Data provided: Begin

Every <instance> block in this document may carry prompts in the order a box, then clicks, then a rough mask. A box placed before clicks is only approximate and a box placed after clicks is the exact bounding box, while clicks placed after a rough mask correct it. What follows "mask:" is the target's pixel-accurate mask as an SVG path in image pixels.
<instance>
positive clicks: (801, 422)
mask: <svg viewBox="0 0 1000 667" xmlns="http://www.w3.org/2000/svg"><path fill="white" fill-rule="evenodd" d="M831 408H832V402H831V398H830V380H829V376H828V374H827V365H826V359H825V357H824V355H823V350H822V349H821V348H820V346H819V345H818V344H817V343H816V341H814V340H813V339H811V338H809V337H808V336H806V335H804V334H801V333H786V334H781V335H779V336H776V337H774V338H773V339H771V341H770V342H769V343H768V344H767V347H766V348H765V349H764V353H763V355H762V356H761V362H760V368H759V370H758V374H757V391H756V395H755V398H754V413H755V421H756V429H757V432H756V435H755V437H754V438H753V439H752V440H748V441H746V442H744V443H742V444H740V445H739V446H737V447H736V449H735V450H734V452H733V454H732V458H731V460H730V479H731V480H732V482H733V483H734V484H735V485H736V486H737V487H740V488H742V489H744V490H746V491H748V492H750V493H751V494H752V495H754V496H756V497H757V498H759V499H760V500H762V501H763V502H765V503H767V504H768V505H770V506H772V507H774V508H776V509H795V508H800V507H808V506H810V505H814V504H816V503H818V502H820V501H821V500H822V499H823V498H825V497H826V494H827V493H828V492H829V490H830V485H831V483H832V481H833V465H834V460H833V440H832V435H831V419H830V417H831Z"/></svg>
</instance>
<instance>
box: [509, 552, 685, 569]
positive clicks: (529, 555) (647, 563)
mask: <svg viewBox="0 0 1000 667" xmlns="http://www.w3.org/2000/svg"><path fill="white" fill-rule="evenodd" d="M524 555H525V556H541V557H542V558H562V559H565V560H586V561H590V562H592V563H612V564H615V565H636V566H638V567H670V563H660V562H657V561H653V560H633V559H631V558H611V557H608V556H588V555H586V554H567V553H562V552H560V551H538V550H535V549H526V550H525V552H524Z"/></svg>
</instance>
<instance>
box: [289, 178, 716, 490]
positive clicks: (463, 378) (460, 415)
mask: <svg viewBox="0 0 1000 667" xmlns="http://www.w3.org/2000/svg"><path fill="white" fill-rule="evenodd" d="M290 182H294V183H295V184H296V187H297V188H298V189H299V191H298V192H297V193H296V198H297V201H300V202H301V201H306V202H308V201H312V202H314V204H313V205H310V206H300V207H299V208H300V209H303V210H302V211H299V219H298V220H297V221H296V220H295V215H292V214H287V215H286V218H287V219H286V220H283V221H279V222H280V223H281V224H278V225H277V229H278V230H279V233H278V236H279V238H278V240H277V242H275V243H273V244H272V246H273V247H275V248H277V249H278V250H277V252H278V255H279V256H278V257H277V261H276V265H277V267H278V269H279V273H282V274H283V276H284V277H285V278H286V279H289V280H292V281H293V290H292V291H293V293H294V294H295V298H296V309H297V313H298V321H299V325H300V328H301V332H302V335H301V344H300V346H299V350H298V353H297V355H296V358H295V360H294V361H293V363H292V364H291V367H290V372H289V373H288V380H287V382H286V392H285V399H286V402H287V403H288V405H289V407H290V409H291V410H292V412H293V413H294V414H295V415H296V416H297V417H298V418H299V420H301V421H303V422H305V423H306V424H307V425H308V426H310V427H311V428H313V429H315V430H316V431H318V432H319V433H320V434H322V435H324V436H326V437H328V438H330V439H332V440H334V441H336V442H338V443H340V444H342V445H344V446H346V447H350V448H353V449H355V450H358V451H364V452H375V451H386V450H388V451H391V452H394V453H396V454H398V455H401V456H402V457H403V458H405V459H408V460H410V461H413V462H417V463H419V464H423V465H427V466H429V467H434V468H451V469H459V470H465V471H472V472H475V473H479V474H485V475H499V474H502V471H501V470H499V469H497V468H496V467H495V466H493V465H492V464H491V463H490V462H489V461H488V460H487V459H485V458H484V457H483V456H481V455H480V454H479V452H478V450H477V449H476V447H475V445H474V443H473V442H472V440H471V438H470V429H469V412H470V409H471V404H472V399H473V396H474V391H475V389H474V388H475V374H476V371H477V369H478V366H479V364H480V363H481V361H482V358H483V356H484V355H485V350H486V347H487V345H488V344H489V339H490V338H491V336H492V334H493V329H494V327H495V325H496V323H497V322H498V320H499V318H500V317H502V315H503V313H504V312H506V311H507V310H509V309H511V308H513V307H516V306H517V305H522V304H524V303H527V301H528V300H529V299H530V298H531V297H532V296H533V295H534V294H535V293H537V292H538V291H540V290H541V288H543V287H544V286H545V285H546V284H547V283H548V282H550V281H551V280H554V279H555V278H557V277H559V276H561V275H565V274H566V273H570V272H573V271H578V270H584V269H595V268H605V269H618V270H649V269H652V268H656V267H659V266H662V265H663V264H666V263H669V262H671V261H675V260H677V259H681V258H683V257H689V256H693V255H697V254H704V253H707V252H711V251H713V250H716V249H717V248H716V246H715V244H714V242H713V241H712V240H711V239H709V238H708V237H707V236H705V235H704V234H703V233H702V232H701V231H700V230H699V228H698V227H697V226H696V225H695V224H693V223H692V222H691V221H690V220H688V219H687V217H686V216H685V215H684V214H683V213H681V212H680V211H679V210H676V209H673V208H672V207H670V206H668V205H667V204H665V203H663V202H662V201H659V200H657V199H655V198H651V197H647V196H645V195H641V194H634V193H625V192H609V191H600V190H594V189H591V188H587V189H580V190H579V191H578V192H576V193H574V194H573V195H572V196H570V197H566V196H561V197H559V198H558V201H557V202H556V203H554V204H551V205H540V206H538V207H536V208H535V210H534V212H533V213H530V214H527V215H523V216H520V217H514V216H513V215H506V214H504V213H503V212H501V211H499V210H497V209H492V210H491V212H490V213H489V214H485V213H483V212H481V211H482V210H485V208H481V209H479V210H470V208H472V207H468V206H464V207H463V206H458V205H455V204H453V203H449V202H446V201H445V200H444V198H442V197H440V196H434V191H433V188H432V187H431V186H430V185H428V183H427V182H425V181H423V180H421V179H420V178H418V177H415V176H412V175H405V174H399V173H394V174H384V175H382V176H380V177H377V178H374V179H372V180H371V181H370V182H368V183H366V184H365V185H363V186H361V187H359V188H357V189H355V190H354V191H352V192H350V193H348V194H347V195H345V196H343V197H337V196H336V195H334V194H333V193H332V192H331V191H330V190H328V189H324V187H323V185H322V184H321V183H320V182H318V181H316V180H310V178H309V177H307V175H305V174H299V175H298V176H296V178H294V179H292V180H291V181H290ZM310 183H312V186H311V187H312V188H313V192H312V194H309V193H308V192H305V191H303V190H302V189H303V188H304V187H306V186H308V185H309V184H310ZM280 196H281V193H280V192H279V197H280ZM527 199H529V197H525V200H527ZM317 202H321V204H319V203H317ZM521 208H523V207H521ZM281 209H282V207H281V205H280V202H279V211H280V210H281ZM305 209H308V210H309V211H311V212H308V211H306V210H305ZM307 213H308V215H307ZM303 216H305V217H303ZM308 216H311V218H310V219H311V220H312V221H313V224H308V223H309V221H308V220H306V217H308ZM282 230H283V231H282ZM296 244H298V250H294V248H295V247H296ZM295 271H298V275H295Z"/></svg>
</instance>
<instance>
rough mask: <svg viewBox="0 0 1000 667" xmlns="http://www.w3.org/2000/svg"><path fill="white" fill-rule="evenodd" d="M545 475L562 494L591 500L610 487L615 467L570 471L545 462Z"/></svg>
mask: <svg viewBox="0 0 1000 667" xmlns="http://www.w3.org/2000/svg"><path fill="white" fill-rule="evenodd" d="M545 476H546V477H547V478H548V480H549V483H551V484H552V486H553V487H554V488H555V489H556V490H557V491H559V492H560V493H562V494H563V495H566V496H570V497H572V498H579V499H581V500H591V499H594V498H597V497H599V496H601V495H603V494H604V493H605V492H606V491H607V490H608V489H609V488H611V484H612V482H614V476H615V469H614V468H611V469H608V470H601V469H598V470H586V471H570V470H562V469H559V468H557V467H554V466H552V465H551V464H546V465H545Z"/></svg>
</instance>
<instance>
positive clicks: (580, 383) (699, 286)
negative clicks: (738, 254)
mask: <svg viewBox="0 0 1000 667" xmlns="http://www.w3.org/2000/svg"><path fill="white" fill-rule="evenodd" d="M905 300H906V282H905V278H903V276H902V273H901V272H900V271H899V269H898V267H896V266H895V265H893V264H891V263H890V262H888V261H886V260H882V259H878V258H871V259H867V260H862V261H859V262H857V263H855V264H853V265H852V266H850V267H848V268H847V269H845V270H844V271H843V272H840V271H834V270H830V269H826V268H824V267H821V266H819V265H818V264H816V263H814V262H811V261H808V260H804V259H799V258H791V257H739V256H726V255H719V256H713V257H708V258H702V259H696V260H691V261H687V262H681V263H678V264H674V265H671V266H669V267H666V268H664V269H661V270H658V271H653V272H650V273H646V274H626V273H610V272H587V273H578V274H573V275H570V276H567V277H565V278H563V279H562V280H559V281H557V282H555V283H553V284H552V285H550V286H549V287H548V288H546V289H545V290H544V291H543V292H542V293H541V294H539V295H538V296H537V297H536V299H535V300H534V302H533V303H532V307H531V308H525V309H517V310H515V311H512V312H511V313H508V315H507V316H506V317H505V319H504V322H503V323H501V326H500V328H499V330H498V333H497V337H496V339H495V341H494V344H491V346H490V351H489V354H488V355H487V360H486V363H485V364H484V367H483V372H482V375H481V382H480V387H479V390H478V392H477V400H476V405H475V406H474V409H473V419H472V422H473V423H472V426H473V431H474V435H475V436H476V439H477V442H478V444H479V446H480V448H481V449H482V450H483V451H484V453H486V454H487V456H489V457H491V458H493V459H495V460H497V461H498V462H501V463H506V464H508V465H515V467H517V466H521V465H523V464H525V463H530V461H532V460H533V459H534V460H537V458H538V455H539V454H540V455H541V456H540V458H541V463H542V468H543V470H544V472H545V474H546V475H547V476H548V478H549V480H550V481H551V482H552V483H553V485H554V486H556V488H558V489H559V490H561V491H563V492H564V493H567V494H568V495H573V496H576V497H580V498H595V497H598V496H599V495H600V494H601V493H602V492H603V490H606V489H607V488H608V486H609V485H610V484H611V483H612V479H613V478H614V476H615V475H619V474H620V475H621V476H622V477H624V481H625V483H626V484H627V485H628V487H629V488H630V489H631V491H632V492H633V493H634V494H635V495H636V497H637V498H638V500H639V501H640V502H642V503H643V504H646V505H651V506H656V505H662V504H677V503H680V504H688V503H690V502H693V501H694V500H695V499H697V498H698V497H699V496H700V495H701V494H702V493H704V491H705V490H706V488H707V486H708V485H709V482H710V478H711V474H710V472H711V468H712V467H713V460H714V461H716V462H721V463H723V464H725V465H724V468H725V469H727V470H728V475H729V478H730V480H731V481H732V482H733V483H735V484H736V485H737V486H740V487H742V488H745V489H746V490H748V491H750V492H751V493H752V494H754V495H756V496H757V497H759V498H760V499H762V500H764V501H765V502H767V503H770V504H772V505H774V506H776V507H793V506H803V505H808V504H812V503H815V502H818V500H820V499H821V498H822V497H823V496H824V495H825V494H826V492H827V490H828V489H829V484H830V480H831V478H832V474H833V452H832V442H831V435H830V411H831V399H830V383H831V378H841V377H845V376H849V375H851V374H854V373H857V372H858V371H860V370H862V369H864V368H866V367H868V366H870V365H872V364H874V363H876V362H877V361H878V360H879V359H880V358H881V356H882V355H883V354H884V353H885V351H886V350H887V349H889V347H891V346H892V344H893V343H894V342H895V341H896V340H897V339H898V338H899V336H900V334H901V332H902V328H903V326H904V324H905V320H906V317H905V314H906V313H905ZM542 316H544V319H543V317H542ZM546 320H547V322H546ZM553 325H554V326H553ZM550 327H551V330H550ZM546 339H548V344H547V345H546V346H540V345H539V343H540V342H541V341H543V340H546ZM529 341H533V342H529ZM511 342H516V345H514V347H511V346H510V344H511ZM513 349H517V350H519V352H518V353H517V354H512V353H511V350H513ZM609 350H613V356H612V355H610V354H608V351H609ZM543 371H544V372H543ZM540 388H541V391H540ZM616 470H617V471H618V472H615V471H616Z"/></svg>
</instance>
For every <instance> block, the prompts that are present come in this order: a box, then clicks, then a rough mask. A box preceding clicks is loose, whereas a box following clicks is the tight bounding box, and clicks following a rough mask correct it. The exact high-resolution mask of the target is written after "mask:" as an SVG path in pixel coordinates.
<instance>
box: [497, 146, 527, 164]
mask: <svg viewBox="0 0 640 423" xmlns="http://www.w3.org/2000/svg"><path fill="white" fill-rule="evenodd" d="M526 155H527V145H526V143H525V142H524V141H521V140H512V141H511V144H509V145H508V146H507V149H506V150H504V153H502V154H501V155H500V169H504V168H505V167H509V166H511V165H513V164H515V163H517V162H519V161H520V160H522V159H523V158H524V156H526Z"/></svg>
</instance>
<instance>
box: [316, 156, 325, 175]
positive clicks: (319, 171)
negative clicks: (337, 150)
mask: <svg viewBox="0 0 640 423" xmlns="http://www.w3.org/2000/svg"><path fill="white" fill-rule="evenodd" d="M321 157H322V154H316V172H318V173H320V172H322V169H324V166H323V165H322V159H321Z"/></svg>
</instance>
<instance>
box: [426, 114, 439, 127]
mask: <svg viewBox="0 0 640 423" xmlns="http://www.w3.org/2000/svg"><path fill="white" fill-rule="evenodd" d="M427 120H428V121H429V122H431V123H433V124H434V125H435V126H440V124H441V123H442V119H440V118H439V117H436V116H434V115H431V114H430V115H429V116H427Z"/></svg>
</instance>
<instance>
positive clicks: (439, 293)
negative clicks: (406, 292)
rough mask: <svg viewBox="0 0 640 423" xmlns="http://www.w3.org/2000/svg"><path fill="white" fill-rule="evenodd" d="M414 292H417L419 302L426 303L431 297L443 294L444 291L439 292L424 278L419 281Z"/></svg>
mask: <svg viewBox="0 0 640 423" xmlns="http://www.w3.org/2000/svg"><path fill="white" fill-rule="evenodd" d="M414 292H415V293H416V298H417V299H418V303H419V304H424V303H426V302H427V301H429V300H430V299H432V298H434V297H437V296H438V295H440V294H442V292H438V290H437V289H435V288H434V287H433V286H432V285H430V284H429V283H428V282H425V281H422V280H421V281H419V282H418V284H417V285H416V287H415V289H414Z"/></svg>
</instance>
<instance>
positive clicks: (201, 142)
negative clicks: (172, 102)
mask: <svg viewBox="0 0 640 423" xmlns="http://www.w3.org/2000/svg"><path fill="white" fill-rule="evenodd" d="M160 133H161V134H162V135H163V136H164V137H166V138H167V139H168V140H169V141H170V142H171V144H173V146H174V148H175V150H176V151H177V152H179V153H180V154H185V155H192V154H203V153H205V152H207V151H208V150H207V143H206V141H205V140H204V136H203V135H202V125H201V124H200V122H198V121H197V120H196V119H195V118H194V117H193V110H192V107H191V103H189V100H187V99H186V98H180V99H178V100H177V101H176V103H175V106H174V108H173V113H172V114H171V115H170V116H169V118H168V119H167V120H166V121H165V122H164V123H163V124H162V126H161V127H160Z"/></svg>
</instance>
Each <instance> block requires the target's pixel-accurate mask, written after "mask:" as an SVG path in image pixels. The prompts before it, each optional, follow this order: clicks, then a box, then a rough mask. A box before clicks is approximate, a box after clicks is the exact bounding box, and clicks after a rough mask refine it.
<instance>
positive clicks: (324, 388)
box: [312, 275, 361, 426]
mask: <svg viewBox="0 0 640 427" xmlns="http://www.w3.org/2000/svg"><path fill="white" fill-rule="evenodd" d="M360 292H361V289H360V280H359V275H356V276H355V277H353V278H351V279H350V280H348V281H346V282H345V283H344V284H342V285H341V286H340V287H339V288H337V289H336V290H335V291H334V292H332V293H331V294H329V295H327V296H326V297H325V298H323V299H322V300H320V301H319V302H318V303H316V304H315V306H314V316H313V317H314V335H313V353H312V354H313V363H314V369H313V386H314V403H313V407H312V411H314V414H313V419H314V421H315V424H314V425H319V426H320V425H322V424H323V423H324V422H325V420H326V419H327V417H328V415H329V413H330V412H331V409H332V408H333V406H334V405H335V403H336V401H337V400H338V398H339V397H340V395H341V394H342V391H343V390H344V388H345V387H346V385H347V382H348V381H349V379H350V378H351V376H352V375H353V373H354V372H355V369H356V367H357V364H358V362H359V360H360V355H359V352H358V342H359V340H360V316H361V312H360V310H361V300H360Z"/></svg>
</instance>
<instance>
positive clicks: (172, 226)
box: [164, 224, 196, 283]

Data provided: End

Find every line in the items above that contains the word "negative", and copy each of those lines in full. Case counts.

negative clicks: (738, 254)
negative clicks: (337, 150)
negative clicks: (406, 292)
negative clicks: (172, 102)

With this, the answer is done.